TO BE DONE
Put "a single dot for each instance" in place of every "one dot per instance" in the records below, and give them back otherwise unchanged, without the pictures.

--- BEGIN ---

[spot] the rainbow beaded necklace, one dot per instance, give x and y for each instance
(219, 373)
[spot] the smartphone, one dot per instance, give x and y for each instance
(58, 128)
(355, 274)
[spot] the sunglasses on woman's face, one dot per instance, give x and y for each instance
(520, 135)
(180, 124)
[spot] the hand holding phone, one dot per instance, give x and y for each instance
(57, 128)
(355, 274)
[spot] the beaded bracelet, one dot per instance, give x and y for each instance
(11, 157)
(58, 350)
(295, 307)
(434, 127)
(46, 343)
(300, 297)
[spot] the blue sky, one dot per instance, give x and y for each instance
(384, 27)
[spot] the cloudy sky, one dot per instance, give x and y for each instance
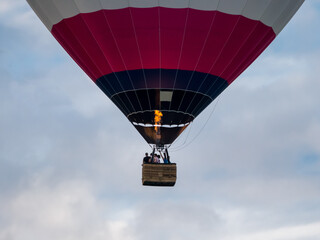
(70, 162)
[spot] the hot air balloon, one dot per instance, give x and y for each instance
(162, 62)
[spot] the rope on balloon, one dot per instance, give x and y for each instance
(184, 145)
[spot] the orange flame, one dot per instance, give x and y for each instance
(157, 119)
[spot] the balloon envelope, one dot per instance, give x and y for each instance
(172, 56)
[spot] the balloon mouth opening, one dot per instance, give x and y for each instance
(159, 125)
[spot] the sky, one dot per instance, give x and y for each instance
(70, 162)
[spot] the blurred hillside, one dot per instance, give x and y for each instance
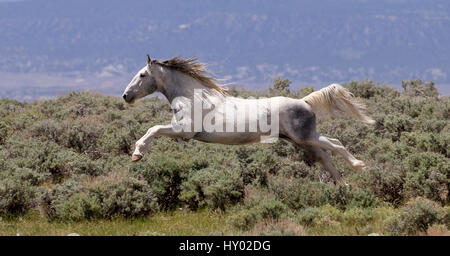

--- END ---

TASK ANSWER
[spot] the rainbow beaded necklace, a single dot for each instance, give x and y for each instance
(219, 373)
[spot] the smartphone, a single dot for each instance, give x and y for each instance
(58, 128)
(355, 274)
[spot] the sunglasses on woman's face, a single dot for each instance, give x and y for each instance
(520, 135)
(180, 124)
[spot] the hand holding phone, a single dot for each instance, give x and y for each instance
(57, 128)
(355, 274)
[spot] the beaded bracelet, a single dot for each instance, give x and y for each instance
(11, 157)
(58, 350)
(295, 307)
(434, 127)
(46, 343)
(300, 297)
[spot] the blue sky, a single dot for each instance, give x and y for each instance
(384, 27)
[spot] the cloudy sky, a single dot for each instance, give x and y for each instance
(70, 162)
[spot] the hot air balloon, a single dot for each instance, give x and y for each instance
(162, 62)
[spot] the rope on balloon, a single dot for each instance, give x and y for each instance
(184, 145)
[spot] the orange flame, a single dot for each instance, give x and y for each instance
(157, 119)
[spot] the balloon envelope, a single dot for each instance, give x and y for each instance
(172, 56)
[spot] the balloon mouth opening, a single dot for each instance, give x and y for each instance
(159, 125)
[spot] the sky, a single dot for each instance, give x and y for each instance
(70, 162)
[spot] the blurred hillside, a single dot for each instance, give x and y for each instance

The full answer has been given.